Data shown

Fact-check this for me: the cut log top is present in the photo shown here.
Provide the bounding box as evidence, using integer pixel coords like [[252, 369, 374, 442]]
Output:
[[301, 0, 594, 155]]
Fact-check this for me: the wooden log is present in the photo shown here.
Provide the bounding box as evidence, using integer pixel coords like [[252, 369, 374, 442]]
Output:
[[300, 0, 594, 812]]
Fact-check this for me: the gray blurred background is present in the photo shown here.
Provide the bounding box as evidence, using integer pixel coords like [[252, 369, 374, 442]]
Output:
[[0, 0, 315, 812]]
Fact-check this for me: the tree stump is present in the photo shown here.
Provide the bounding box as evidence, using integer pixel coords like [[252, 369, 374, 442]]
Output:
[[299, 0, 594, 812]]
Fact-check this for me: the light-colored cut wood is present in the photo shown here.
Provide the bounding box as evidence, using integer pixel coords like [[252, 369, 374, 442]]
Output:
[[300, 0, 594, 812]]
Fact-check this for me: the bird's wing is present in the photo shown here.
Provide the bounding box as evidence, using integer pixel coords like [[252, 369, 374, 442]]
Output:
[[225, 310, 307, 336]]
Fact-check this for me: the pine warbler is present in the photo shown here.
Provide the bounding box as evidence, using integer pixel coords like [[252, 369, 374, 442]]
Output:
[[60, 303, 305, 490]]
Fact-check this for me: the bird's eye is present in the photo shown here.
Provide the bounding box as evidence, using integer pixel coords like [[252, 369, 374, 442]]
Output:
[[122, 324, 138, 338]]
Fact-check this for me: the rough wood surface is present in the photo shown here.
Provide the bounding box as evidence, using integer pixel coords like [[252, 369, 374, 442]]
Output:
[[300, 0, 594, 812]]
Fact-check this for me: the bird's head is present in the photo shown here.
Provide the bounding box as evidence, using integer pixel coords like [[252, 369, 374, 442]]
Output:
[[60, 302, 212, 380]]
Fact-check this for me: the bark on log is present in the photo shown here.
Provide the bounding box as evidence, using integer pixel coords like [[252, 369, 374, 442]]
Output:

Given instruction
Rewrite every line of the material above as a numbered list, skipping blank lines.

Exercise result
1. Fact-check this for me: the cut log top is present in the photo shown here.
2. Provide the bounding box as evidence, using integer pixel coords like [[252, 369, 374, 442]]
3. Output:
4. [[301, 0, 594, 155]]
5. Fact-check this for me: the wooden log is present in the photo shown here.
6. Provide the bounding box as evidence, using integer pixel coords like [[252, 369, 374, 442]]
7. Output:
8. [[300, 0, 594, 812]]
9. Fact-check this for me: the gray blurred background is present in the photo shown here.
10. Provide the bounding box as evidence, using integer pixel coords like [[252, 369, 374, 442]]
11. Output:
12. [[0, 0, 315, 812]]
13. Fact-check this for me: the tree stump is present in the photo shown here.
14. Provide the bounding box as evidence, using integer pixel coords like [[252, 369, 374, 442]]
15. Output:
16. [[299, 0, 594, 812]]
17. Fact-check this for me: the light-colored cut wood is present in the photo shown here.
18. Provide the bounding box as evidence, using integer pixel coords like [[252, 369, 374, 442]]
19. Output:
20. [[300, 0, 594, 812]]
21. Fact-check this for me: the bird's wing is present in the photo shown here.
22. Provide the bounding box as evidence, using integer pixel coords like [[252, 369, 374, 442]]
23. Output:
24. [[225, 310, 307, 336]]
25. Fact-check this for me: the pine warbler is present in the photo shown here.
26. Provide the bounding box as evidence, using integer pixel coords like [[252, 369, 374, 442]]
27. Output:
28. [[60, 303, 305, 490]]
29. Fact-check this for me: the bird's eye is present in the photo shown here.
30. Provide the bounding box as evidence, using integer pixel coords like [[252, 369, 374, 442]]
31. Output:
32. [[122, 324, 138, 338]]
33. Fact-check this for me: the rough wood surface is present in the photo shown here.
34. Provide the bounding box as evidence, using integer pixel coords like [[252, 369, 374, 442]]
35. Output:
36. [[300, 0, 594, 812]]
37. Fact-check this for me: the bird's head is present in the photo shown here.
38. Provide the bounding box as evidence, using integer pixel coords like [[252, 369, 374, 442]]
39. Output:
40. [[60, 302, 212, 380]]
41. Fact-check this for me: the bark on log is present in the photo shown here.
42. Provide the bounding box as evidence, using integer pixel coords like [[252, 369, 374, 442]]
43. Output:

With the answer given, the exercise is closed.